> **Task instructions**:
The required result is the exact run of lines beginning at the one containing "the paver walkway" and ending at the last line of the entries.

> **Extracted data**:

* * *

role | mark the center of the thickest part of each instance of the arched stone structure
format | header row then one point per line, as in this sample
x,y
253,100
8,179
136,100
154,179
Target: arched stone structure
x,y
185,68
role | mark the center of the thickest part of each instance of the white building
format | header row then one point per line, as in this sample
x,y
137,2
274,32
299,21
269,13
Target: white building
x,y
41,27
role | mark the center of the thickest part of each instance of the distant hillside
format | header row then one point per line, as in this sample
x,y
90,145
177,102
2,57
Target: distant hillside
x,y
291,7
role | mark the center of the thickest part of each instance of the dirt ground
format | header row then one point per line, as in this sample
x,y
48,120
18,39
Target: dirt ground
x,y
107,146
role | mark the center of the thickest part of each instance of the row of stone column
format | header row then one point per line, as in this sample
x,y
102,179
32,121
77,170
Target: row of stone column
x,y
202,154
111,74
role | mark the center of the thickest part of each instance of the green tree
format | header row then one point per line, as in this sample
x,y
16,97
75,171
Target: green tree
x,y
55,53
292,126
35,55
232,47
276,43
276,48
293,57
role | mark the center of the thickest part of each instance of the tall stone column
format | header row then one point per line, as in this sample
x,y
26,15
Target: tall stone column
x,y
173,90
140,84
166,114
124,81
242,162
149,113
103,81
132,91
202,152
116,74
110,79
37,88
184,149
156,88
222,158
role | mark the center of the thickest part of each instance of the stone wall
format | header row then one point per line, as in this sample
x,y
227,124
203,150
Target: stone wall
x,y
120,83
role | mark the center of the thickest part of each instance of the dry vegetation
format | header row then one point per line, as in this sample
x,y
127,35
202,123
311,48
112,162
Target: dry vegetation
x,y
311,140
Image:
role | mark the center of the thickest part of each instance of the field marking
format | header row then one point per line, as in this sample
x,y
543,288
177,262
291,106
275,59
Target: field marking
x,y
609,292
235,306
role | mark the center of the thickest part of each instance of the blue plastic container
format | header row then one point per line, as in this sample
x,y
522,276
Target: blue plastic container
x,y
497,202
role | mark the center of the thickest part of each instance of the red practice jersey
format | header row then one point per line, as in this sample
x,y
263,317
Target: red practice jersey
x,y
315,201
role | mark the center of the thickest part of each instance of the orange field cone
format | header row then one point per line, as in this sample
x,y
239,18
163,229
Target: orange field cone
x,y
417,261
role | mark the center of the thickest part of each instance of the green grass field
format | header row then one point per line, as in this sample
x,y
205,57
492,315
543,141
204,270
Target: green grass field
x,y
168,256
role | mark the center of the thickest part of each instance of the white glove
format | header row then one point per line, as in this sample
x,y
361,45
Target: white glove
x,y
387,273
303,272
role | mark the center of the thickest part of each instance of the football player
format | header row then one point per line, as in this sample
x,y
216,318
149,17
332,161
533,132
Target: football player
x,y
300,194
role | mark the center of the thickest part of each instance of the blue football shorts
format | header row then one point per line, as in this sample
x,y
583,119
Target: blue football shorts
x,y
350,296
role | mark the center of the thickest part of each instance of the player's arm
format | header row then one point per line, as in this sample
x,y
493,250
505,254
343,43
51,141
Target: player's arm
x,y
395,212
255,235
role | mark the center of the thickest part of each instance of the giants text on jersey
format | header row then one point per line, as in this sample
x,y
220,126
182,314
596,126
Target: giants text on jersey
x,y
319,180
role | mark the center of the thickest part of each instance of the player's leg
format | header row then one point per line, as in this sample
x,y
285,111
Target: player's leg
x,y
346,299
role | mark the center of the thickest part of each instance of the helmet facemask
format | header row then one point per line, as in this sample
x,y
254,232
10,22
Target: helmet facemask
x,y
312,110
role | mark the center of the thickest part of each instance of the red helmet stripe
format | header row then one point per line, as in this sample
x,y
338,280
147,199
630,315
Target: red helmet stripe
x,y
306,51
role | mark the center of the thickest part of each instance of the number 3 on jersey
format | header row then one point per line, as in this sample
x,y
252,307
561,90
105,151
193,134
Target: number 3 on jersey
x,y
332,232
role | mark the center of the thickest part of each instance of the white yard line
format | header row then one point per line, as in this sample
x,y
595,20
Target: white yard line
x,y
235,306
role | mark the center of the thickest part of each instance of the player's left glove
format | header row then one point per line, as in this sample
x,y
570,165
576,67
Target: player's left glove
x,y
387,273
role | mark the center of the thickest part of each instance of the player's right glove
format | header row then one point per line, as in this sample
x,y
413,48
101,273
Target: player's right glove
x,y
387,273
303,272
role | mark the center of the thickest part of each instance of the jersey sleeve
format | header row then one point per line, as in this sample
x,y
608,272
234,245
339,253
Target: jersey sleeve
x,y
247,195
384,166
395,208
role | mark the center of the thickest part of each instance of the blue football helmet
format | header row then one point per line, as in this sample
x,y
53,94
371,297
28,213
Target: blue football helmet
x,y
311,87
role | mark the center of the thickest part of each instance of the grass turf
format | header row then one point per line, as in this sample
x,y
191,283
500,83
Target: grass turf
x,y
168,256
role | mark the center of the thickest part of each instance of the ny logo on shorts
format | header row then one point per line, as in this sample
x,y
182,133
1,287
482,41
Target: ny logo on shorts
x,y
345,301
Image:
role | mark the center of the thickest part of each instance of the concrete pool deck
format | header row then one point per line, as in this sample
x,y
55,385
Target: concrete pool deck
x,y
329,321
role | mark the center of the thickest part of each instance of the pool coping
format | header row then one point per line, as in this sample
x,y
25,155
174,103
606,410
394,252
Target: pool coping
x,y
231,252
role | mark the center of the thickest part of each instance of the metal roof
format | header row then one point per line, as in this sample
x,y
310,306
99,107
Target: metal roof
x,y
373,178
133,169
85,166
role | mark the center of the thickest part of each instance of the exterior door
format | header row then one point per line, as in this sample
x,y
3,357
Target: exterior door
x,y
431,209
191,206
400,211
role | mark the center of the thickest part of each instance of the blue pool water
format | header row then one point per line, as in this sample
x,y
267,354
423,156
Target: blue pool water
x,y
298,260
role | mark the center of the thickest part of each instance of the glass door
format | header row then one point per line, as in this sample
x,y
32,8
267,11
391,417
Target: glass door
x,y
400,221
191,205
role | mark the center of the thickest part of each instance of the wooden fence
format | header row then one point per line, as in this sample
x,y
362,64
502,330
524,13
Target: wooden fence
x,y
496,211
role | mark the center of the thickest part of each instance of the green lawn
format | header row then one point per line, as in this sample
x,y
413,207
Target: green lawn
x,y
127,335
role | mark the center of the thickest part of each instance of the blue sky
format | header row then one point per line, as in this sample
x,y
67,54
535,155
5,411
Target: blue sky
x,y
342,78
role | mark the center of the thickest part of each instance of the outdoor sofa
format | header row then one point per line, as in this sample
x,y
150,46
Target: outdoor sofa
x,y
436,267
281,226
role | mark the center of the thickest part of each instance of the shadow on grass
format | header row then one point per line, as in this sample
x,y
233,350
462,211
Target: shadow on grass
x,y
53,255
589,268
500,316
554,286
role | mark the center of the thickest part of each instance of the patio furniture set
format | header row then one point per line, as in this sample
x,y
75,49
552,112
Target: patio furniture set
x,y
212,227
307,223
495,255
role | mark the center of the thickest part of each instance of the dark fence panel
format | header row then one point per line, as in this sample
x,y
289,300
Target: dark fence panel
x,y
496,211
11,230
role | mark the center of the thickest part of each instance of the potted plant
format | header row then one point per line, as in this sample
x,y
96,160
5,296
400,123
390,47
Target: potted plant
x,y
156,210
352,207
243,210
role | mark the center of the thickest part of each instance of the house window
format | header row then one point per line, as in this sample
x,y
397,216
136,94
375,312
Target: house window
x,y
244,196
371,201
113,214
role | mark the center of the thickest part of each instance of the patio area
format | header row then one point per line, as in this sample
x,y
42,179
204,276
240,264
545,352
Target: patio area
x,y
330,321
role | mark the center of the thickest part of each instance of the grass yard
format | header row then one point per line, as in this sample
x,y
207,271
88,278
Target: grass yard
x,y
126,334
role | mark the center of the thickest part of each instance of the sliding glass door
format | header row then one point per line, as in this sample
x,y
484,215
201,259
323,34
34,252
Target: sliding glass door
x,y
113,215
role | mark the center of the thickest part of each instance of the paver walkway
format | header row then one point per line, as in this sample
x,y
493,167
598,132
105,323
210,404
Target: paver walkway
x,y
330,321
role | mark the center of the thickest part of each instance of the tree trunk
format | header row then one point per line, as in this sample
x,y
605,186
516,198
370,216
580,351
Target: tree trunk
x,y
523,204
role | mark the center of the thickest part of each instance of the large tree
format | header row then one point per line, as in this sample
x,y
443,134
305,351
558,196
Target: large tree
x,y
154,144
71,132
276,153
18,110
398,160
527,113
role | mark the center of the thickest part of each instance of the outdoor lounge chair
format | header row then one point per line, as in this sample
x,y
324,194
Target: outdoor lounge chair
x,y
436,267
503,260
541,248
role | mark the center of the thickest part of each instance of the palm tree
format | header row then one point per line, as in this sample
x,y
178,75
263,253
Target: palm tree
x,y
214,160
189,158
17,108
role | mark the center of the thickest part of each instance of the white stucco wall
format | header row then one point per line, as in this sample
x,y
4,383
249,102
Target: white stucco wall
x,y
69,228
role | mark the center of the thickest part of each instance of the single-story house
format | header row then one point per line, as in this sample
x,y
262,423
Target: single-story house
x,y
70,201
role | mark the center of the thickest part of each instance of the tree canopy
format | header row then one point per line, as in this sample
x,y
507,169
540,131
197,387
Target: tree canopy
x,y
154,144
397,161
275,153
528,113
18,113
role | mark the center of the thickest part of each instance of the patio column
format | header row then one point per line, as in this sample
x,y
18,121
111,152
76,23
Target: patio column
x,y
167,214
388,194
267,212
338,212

* * *

> **The result**:
role | mark the center of the thickest part of each instance of the paver walkway
format | header row then one point per line, as in this sample
x,y
493,167
598,132
105,323
210,404
Target: paver walkway
x,y
330,321
role | mark the center of the thickest part of each instance of the tree trunk
format | header row then one point per line, as in this sample
x,y
605,186
516,198
370,216
580,351
Target: tree trunk
x,y
523,204
role | mark the center of the thickest part of each instance of the large tree
format | header row then one point per line, as in this sample
x,y
443,134
305,351
558,196
Target: large tree
x,y
154,144
71,132
276,153
18,110
398,160
527,113
role | mark the center of the thickest part of each instance of the outdoor lounge chair
format | header row then one point per line, as in this sample
x,y
324,194
Target: outdoor lounge chair
x,y
436,267
503,260
541,248
role | mark the center of the thickest part of each instance of the palm tree
format | header row then one point per line, as in this sample
x,y
178,75
263,253
Target: palm tree
x,y
214,160
189,158
17,108
role | mark the center of the thickest part of each instance of the white stucco wall
format | header row then one point per line, as in this sample
x,y
4,383
249,102
Target: white stucco wall
x,y
69,228
role | mark the center of the thickest part of each instance of the single-story house
format | header row then one point per line, as in this sample
x,y
262,423
Target: single-story house
x,y
70,201
role | mark the center of the thickest part of each instance of the tree canopy
format | header row then one point per line, as in this sample
x,y
507,169
540,131
197,387
Target: tree canopy
x,y
154,144
397,161
275,153
528,113
18,113
role | mark the center of the thickest part of each instance of the patio column
format | header row then one point per line, as in this sample
x,y
18,121
111,152
76,23
Target: patio column
x,y
167,214
388,194
267,212
338,212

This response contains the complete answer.